Posts from the “Julington Creek” Category

Julington Creek 3

Posted on April 7, 2015

Low Water - Julington Creek

Low Water – Julington Creek

A month has passed since my last outing and I fear that the best of the spring foliage is past. Sometimes life gets in the way and we struggle to find the time to have our special times. Watching the weather and tides and trying to coordinate something in early morning is frustrating. When time becomes available one must go, even if the stars are not aligned perfectly. Part of the serendipity of life is seeing what chance has to offer.

I launched at the Palmetto Leaves Regional Park ramp on Old St. Augustine Road. I like this put in because it is close to the house and very quiet, especially at sunrise. I do have to put the wheels on the boat to get it to the dock, but it’s a dry launch and you can jump in your kayak and go. The tide was very low and there seemed to be more branches and logs than I could remember. I didn’t make it very far up Julington as there are some big downed trees that must be passed when the water is higher. Everything was green now and I lamented my delay at getting out here, but having all the green back gives you a sense that everything is back to normal.

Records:
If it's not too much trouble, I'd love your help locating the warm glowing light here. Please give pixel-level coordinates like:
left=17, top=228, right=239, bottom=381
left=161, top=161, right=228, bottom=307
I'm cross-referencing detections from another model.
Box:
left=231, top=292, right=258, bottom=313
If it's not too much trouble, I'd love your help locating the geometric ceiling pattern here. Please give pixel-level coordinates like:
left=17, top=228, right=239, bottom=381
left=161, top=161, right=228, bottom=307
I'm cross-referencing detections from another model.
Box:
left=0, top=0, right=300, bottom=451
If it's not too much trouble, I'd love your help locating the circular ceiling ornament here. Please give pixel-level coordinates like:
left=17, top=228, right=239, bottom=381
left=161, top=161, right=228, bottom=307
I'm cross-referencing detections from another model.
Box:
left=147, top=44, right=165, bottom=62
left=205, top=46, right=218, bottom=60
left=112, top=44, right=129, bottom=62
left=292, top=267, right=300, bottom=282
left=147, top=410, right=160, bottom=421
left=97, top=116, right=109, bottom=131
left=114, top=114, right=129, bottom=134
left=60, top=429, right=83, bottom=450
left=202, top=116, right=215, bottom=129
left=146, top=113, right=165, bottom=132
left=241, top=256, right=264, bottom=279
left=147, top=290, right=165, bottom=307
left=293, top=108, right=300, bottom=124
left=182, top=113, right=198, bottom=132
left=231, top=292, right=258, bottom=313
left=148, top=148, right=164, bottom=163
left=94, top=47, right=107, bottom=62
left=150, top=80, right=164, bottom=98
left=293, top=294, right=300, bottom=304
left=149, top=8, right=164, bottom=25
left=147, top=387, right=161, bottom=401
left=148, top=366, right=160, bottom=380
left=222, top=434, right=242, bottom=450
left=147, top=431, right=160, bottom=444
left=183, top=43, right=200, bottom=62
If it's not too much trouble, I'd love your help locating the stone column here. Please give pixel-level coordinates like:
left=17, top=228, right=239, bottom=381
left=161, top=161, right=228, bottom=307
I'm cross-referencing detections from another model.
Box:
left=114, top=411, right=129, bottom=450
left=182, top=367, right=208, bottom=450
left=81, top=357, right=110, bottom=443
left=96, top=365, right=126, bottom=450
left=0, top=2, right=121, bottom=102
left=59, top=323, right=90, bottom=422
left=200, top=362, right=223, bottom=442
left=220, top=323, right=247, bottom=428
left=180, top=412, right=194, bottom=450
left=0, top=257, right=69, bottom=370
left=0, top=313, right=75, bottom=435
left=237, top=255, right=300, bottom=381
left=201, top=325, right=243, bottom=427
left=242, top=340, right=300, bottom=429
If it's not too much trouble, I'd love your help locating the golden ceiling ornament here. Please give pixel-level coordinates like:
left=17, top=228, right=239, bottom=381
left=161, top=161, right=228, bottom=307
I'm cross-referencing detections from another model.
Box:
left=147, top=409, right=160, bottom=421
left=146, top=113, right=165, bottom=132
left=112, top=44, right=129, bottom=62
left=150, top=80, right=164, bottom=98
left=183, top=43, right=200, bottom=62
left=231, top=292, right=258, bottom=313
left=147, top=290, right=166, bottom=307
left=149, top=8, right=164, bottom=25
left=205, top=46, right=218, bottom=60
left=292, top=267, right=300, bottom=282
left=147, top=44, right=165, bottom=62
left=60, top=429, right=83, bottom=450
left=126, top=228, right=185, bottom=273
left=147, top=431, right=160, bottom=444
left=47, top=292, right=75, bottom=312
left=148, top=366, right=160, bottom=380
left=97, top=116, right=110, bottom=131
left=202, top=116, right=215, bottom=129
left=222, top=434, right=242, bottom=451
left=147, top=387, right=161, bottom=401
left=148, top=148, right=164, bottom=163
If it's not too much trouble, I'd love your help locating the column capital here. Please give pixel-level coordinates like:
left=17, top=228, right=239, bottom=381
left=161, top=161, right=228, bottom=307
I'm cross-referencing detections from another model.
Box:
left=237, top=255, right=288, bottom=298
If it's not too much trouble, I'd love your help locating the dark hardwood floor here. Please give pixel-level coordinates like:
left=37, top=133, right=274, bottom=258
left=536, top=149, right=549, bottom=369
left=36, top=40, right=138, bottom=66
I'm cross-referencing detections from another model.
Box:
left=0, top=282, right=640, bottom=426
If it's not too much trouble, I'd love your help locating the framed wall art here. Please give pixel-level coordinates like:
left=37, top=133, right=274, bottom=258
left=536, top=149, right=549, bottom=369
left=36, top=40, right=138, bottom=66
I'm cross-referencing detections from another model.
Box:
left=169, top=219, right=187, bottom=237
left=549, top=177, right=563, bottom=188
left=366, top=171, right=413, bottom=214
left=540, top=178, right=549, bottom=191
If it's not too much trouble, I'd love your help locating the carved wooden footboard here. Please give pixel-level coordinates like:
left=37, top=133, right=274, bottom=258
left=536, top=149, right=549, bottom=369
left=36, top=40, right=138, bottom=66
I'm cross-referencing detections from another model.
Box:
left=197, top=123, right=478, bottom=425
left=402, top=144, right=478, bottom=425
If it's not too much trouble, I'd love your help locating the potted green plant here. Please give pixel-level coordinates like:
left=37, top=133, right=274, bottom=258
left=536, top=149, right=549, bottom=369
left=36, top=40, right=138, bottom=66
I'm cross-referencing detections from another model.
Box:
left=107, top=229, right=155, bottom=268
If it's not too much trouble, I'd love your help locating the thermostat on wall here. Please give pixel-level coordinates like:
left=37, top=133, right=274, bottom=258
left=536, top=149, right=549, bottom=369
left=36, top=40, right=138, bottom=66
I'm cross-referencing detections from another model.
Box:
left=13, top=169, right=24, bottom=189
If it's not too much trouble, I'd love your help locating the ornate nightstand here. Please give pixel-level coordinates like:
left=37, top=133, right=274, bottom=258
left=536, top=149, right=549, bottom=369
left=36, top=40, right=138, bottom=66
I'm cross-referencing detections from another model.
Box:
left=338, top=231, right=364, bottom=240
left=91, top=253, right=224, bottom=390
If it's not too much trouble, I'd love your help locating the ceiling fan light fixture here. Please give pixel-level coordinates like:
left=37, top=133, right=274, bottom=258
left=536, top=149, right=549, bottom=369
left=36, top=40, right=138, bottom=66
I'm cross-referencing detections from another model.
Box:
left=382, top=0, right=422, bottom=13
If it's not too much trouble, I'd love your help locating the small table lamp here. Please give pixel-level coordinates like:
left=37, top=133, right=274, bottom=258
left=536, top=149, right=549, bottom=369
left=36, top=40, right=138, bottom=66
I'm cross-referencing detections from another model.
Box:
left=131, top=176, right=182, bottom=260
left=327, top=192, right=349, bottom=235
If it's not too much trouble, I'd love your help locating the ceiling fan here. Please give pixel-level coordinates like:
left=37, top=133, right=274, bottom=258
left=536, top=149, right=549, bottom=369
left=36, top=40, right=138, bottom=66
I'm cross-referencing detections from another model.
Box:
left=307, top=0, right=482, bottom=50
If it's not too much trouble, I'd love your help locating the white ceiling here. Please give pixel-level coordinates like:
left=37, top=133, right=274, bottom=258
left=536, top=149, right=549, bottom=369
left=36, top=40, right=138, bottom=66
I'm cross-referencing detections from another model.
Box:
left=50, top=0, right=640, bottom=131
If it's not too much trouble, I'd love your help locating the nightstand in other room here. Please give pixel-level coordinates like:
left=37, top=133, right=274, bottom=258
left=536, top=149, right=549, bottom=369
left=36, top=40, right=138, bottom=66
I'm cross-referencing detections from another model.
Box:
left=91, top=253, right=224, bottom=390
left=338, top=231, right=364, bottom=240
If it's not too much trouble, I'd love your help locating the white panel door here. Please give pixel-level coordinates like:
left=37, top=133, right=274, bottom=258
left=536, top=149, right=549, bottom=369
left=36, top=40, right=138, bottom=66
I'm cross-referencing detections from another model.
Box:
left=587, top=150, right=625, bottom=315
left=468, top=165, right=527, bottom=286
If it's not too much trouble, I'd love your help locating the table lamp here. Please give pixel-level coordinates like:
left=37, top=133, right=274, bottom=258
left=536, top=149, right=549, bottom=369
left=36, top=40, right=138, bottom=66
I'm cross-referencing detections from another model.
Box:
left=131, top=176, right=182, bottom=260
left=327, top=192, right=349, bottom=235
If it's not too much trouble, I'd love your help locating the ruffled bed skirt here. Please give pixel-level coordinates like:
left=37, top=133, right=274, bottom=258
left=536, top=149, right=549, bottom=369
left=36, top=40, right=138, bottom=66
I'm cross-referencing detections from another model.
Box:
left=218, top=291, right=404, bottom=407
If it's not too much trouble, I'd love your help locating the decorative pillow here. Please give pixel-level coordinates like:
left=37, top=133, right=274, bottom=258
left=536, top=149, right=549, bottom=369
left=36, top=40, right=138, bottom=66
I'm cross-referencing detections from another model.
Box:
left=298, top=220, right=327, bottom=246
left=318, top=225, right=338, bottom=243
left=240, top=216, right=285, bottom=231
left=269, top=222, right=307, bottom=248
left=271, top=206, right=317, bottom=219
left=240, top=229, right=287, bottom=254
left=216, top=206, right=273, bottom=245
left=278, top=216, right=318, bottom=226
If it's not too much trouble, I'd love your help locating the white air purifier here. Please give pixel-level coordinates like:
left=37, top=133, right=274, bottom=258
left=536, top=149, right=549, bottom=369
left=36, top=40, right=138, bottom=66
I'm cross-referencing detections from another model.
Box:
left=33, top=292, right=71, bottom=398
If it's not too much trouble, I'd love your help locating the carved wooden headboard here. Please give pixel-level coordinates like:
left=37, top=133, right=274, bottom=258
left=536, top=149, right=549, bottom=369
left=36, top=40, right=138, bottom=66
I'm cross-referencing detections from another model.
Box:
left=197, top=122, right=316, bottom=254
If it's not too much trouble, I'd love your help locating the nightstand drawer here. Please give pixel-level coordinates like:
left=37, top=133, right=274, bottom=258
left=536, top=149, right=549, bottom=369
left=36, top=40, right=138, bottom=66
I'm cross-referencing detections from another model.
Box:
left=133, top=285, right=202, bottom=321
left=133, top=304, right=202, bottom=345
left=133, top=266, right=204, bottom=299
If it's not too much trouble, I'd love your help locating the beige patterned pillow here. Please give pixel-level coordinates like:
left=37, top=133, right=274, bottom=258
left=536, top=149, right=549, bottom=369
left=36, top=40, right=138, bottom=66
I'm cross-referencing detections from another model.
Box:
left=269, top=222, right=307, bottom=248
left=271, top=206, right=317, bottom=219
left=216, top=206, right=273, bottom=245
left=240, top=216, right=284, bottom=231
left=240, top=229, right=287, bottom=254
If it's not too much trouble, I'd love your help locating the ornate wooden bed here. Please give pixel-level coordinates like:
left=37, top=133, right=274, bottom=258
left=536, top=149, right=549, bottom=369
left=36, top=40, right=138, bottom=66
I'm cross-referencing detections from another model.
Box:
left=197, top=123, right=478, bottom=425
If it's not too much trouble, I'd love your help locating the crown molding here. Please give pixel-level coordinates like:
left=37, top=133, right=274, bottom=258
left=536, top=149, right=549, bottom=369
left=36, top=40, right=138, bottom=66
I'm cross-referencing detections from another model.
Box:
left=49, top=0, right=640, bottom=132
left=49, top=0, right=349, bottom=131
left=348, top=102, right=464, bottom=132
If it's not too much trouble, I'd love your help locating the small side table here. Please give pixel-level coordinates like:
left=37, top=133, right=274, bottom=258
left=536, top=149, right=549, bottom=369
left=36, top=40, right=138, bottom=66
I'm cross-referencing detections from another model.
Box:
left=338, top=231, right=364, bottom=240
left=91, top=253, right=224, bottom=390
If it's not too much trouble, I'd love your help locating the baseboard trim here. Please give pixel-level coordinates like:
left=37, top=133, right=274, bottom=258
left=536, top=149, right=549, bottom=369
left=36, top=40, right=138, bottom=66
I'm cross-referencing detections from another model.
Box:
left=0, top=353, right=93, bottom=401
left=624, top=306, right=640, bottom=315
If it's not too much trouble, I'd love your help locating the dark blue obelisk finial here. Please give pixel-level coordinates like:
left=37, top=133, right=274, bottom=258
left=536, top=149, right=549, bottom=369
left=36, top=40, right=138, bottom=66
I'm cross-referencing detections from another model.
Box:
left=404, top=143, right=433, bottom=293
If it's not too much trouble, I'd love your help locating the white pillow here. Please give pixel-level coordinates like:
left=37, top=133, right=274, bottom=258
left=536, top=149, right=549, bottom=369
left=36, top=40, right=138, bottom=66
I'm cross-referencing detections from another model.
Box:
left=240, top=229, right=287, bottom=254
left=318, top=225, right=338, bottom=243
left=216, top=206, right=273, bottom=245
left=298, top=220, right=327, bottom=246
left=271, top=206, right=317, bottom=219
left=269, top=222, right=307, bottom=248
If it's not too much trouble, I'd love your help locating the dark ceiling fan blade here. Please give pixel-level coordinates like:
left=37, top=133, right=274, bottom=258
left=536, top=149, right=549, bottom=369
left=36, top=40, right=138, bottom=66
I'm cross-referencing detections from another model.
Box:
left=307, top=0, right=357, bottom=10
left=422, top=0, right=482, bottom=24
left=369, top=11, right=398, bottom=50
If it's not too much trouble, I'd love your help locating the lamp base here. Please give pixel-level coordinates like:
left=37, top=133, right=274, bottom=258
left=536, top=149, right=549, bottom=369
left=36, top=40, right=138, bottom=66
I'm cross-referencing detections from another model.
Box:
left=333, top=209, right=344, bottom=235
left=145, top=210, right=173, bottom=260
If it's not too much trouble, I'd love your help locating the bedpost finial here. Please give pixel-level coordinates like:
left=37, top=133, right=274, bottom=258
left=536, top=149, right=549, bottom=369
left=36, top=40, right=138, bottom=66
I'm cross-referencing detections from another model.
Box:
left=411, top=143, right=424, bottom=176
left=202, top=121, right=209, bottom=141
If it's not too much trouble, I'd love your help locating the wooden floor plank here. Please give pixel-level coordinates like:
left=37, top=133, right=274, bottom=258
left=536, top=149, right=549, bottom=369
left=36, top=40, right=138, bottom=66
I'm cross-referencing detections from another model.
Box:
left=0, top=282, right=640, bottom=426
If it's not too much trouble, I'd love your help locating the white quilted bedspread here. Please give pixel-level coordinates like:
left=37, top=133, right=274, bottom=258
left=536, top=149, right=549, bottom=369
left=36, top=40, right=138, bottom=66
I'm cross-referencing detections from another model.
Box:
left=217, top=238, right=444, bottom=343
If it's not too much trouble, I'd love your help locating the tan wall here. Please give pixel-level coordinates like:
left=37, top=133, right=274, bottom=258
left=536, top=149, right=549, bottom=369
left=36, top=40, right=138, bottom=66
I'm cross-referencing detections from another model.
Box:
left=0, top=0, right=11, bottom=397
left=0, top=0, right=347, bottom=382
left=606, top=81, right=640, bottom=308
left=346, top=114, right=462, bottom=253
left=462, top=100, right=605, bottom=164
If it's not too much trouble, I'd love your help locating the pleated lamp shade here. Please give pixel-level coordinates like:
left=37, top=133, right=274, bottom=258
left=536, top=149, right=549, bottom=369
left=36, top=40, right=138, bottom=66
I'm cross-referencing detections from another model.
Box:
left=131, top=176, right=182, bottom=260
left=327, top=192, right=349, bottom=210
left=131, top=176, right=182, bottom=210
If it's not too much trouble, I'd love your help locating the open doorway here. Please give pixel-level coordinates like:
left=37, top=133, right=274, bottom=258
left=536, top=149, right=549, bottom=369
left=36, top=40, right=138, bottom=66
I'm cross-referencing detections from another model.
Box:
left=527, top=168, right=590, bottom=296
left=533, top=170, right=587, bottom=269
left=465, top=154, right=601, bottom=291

Work instructions.
1. Repeat the passage of the Julington Creek post between "Posted on April" and "has to offer.", inclusive.
2. Answer these questions from the Julington Creek post.
(a) How much time had passed since the writer's last outing?
(b) At which park's ramp did the writer launch, and on what road is it?
(c) What prevented the writer from going very far up Julington?
The rows stand apart from the Julington Creek post and serve as separate material.

Written responses.
1.
Posted on April 7, 2015

Low Water - Julington Creek

Low Water – Julington Creek

A month has passed since my last outing and I fear that the best of the spring foliage is past. Sometimes life gets in the way and we struggle to find the time to have our special times. Watching the weather and tides and trying to coordinate something in early morning is frustrating. When time becomes available one must go, even if the stars are not aligned perfectly. Part of the serendipity of life is seeing what chance has to offer.

2.
(a) A month.
(b) The Palmetto Leaves Regional Park ramp, on Old St. Augustine Road.
(c) Some big downed trees that must be passed when the water is higher.